(Beginning of Records shown)
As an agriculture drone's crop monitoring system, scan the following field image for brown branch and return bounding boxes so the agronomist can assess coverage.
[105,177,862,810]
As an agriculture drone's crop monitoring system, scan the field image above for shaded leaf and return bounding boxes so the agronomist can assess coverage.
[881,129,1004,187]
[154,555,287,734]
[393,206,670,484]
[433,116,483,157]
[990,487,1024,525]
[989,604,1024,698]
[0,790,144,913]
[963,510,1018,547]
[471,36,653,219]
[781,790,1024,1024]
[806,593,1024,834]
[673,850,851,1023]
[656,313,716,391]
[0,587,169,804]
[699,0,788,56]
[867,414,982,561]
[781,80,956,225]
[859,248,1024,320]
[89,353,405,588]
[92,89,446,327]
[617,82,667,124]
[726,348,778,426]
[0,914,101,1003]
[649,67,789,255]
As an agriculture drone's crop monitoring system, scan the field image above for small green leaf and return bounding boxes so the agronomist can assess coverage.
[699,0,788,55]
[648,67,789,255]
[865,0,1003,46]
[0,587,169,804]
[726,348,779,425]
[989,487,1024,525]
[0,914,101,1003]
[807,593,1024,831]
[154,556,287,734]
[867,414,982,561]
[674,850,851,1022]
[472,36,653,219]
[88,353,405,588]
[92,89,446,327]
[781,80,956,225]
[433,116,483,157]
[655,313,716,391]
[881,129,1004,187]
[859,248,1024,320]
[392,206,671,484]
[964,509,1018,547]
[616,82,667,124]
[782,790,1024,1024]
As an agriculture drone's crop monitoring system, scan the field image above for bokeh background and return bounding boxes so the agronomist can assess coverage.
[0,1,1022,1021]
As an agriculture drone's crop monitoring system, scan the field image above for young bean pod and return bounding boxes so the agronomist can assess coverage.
(End of Records shown)
=== What the task requires ===
Each line above must be reproduced exactly as it stands.

=== Task response ===
As an agriculture drone's crop monitoring system, scan the following field image for brown branch and return bounding boxes so the agronomist can assess coverage.
[105,177,862,810]
As an agriculture drone's crop monitoring system, scan the field image above for shaded leaf and return bounding boxes so the agronomist can assess coverage.
[881,129,1004,187]
[154,555,287,734]
[393,206,670,484]
[433,116,483,157]
[990,487,1024,525]
[989,604,1024,698]
[0,790,144,913]
[963,510,1018,547]
[471,36,653,219]
[781,790,1024,1024]
[806,593,1024,834]
[673,850,851,1023]
[656,313,716,391]
[0,587,169,804]
[699,0,788,56]
[867,414,982,561]
[781,80,956,225]
[859,248,1024,320]
[89,353,405,588]
[92,89,446,327]
[617,82,667,124]
[726,348,778,426]
[0,914,101,1003]
[649,67,789,255]
As an agriculture drone's crop monitoring system, scan the field image above for small green leaf and return bounding boxes so the agronomist can assess coverage.
[699,0,788,55]
[648,67,789,255]
[865,0,1003,46]
[0,587,169,804]
[726,348,779,425]
[989,487,1024,525]
[0,914,101,1003]
[807,593,1024,831]
[154,556,287,734]
[867,414,982,561]
[674,850,851,1022]
[472,36,653,219]
[88,353,405,588]
[92,89,446,327]
[781,80,956,225]
[433,116,483,157]
[655,313,716,391]
[881,129,1004,187]
[859,248,1024,320]
[392,206,671,484]
[964,509,1018,547]
[616,82,667,124]
[782,790,1024,1024]
As an agriculture drone's crop monitoring system, scan the field image above for bokeh background and return bounding boxes so the agronomist can assess coverage.
[0,1,1022,1021]
As an agriculture drone's crop monitoring system, scan the field image above for young bean pod and return bounding boxes so the agronomist can assess coverage.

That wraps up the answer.